What the task requires:
What lines in the material hold the string "wall"? Return every one of them.

Stored data:
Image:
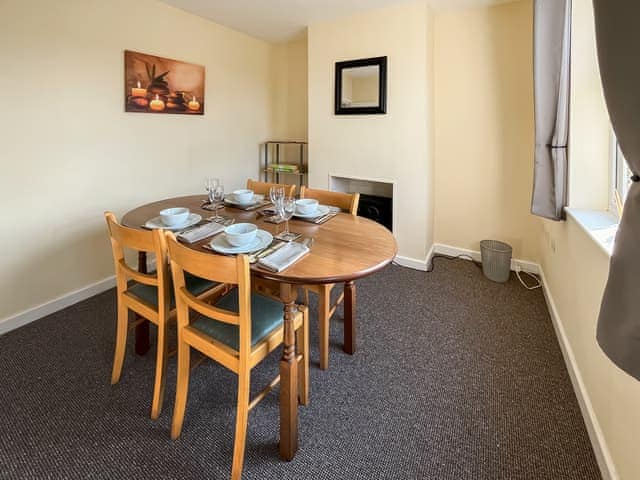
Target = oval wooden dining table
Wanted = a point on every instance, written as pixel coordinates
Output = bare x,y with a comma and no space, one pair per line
345,249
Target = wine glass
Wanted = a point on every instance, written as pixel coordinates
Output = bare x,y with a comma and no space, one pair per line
217,199
287,207
276,194
210,185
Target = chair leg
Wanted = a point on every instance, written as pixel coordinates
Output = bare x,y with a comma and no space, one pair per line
182,387
306,296
121,342
242,419
161,368
302,341
324,307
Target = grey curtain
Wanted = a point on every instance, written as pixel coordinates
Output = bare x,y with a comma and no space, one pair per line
618,40
551,70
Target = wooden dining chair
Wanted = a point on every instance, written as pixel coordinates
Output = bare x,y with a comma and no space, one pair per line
147,294
263,188
347,202
238,331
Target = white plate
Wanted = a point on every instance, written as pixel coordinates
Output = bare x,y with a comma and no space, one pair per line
231,198
219,243
321,210
157,223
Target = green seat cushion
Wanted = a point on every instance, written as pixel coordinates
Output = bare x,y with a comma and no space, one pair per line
149,294
266,315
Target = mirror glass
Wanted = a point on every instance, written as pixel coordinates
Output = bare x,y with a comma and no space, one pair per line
360,86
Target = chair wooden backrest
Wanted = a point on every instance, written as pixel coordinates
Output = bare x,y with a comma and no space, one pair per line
262,188
347,202
141,241
216,268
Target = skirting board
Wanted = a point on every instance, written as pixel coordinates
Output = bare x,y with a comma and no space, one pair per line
52,306
439,248
414,263
601,451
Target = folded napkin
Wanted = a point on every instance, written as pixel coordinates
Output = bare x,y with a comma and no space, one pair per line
284,257
203,231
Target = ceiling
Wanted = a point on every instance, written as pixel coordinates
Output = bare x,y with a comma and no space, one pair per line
280,20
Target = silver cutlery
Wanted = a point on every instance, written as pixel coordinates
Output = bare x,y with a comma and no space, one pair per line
254,257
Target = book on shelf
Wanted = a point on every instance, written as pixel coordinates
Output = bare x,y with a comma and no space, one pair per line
284,167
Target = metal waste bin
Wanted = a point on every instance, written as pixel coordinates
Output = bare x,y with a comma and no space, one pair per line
496,260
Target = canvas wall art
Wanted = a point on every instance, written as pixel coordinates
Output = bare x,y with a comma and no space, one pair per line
162,85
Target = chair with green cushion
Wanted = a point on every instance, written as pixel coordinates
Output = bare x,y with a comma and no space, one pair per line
238,331
139,292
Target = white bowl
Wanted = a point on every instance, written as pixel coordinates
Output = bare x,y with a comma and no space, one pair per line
240,234
243,196
174,216
306,206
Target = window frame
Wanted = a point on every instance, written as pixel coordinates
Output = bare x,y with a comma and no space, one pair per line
620,175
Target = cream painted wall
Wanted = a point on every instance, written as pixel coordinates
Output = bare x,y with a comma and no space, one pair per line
386,147
69,152
290,92
484,127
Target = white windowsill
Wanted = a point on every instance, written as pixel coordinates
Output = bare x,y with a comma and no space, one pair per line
600,226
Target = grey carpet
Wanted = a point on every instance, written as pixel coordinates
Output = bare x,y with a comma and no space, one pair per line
455,377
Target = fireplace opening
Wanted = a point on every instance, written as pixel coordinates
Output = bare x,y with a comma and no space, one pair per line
377,208
376,196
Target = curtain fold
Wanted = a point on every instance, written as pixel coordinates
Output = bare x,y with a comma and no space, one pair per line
552,78
618,42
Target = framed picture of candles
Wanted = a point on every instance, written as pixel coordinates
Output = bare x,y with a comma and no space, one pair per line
161,85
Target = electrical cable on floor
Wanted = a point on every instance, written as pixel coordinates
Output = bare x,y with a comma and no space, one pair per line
464,256
532,287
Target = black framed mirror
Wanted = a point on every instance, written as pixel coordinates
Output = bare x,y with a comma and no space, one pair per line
361,86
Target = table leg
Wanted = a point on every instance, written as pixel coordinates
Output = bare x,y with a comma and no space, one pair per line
142,329
288,378
349,317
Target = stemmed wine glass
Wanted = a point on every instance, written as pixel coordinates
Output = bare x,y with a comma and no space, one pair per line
217,199
210,185
276,194
286,208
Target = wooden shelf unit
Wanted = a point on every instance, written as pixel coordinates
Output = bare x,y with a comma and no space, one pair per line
272,155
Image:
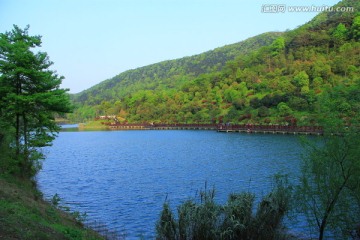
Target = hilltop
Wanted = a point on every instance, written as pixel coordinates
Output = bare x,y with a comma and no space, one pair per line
272,78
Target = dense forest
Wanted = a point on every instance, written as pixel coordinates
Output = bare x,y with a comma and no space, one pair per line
273,78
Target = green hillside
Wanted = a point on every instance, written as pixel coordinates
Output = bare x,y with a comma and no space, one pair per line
273,78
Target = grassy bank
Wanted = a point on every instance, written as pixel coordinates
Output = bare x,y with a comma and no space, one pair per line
25,215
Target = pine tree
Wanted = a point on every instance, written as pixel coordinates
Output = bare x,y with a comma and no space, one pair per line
30,96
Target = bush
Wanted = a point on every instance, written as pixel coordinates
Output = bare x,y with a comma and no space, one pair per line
234,220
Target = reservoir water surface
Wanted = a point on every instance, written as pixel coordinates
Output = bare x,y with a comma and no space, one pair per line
122,178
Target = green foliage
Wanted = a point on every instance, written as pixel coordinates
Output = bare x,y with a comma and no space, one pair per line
329,191
24,216
30,96
297,68
234,220
355,28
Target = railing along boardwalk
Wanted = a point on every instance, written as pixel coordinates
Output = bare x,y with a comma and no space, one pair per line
272,129
241,128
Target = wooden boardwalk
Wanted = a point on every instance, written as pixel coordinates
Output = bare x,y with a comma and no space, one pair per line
228,128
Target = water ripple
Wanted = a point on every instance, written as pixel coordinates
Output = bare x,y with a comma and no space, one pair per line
122,178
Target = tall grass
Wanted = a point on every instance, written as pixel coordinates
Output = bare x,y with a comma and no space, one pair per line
236,219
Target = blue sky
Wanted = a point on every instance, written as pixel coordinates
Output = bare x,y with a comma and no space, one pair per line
92,40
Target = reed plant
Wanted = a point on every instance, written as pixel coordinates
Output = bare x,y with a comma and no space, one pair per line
236,219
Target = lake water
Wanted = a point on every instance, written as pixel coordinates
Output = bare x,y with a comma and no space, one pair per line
121,178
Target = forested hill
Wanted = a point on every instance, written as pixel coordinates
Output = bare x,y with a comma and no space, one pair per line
277,78
171,73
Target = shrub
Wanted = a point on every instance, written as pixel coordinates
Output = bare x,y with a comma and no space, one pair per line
234,220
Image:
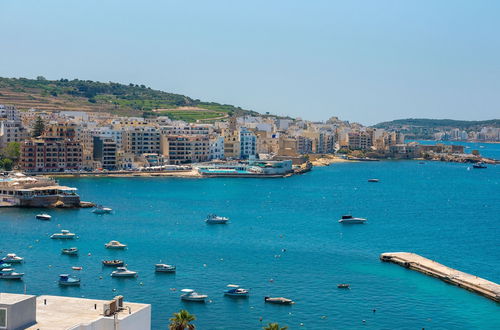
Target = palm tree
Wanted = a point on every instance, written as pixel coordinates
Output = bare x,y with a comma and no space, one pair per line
181,321
274,326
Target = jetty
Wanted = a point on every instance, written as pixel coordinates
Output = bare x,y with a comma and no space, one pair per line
429,267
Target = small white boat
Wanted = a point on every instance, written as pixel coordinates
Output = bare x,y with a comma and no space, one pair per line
164,268
123,272
191,295
215,219
102,210
348,219
115,245
68,280
10,274
279,300
12,258
43,216
235,291
64,234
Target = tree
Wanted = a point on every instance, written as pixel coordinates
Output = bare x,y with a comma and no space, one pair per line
39,127
274,326
182,321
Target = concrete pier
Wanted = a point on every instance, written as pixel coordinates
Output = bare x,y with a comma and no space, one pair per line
426,266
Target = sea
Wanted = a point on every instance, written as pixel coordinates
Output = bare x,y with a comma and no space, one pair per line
283,240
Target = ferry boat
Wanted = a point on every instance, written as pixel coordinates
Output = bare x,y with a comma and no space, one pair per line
64,234
115,245
10,274
67,280
164,268
191,295
215,219
123,272
235,291
43,216
348,219
12,258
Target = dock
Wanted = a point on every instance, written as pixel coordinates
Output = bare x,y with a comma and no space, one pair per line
429,267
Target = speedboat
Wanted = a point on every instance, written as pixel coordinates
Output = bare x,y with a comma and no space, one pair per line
350,219
70,251
64,234
43,216
102,210
115,245
279,300
164,268
12,258
235,291
191,295
67,280
113,263
123,272
10,274
215,219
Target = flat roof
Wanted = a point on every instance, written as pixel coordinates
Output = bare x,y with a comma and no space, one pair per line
67,312
12,298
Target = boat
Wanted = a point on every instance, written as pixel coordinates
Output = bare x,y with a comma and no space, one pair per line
235,291
115,245
347,219
123,272
279,300
113,263
102,210
70,251
67,280
43,216
164,268
64,234
10,274
12,258
479,165
215,219
191,295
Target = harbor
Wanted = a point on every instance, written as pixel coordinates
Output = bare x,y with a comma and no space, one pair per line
432,268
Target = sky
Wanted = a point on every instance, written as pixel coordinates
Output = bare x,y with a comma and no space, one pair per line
365,61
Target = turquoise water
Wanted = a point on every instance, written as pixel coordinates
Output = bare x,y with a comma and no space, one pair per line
444,211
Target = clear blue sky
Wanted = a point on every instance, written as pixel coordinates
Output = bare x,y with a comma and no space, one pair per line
365,61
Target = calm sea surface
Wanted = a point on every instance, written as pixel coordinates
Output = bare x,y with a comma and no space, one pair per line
283,240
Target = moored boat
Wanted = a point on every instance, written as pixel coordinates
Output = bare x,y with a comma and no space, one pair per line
64,234
191,295
348,219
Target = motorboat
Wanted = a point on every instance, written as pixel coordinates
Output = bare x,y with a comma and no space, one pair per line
115,245
479,165
113,263
70,251
234,290
102,210
123,272
348,219
164,268
279,300
43,216
10,274
12,258
215,219
68,280
64,234
191,295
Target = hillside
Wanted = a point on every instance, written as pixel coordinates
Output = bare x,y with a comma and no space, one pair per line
120,99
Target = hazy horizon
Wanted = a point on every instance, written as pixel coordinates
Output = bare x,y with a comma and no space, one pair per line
364,62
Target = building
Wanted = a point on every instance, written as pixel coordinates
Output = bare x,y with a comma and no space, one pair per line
18,311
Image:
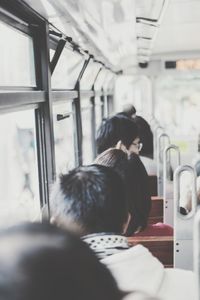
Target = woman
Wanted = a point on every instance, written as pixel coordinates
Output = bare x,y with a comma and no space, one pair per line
137,193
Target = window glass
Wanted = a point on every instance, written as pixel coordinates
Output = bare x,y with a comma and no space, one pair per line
67,69
98,112
86,110
17,58
108,82
19,192
177,109
64,137
89,75
100,79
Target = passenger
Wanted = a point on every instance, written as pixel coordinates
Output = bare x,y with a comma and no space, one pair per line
139,207
118,130
121,132
146,138
136,185
42,262
93,197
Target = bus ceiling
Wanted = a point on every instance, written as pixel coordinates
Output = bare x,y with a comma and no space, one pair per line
127,34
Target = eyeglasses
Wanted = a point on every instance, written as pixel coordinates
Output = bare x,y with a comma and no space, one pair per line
138,145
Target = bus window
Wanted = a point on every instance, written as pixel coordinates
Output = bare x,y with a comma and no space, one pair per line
63,135
87,133
89,76
19,192
98,111
17,58
67,70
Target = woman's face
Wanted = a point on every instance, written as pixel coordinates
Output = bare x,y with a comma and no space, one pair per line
135,146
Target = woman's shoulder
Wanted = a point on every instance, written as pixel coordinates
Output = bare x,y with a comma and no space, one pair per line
158,229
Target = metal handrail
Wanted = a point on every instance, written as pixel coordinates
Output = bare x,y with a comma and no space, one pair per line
165,152
196,265
158,162
177,175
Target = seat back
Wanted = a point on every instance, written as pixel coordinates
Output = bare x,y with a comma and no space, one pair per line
160,247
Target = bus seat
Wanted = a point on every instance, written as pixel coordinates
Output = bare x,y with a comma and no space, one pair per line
160,247
152,185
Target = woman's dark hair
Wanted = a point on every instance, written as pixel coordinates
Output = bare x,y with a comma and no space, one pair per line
135,178
115,129
42,262
92,197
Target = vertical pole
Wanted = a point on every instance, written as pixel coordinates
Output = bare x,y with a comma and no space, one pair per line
44,115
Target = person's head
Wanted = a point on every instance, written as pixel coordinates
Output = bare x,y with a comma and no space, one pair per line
131,169
128,110
118,130
91,197
40,261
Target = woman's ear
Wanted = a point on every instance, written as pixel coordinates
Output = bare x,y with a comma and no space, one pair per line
121,146
53,221
125,227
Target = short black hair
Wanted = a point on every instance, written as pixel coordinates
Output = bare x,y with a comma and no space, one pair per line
115,129
135,179
129,110
92,197
48,263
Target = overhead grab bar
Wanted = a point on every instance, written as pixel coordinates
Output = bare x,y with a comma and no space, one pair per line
158,127
196,265
183,224
177,176
168,207
159,161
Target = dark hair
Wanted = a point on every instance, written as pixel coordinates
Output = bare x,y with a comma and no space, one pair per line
115,129
136,184
146,136
129,110
48,263
92,197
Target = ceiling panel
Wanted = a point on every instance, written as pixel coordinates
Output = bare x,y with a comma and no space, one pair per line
180,28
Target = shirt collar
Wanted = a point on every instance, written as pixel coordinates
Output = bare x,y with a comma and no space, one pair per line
105,244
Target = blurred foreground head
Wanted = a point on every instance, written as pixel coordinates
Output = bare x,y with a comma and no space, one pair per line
42,262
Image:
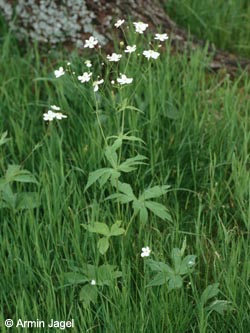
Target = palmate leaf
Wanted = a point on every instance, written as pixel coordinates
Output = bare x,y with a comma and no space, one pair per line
131,163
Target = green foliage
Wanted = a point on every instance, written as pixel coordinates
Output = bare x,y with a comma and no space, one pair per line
219,306
203,153
4,138
172,276
14,173
142,204
93,279
104,174
103,229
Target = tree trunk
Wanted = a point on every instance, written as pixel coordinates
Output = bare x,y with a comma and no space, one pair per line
71,21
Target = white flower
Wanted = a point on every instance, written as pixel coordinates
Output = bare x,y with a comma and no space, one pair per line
96,84
49,116
114,57
91,42
151,54
145,251
88,63
59,72
85,77
161,37
140,27
59,115
124,79
54,107
130,49
119,23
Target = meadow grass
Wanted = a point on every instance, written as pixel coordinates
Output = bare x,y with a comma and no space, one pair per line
195,128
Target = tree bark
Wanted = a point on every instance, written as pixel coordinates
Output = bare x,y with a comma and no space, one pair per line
98,17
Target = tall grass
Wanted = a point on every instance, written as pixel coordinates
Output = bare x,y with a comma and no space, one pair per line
196,132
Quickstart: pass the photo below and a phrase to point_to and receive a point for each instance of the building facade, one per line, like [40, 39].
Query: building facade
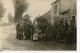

Response to this task:
Target = canvas wall art
Target = cream painted wall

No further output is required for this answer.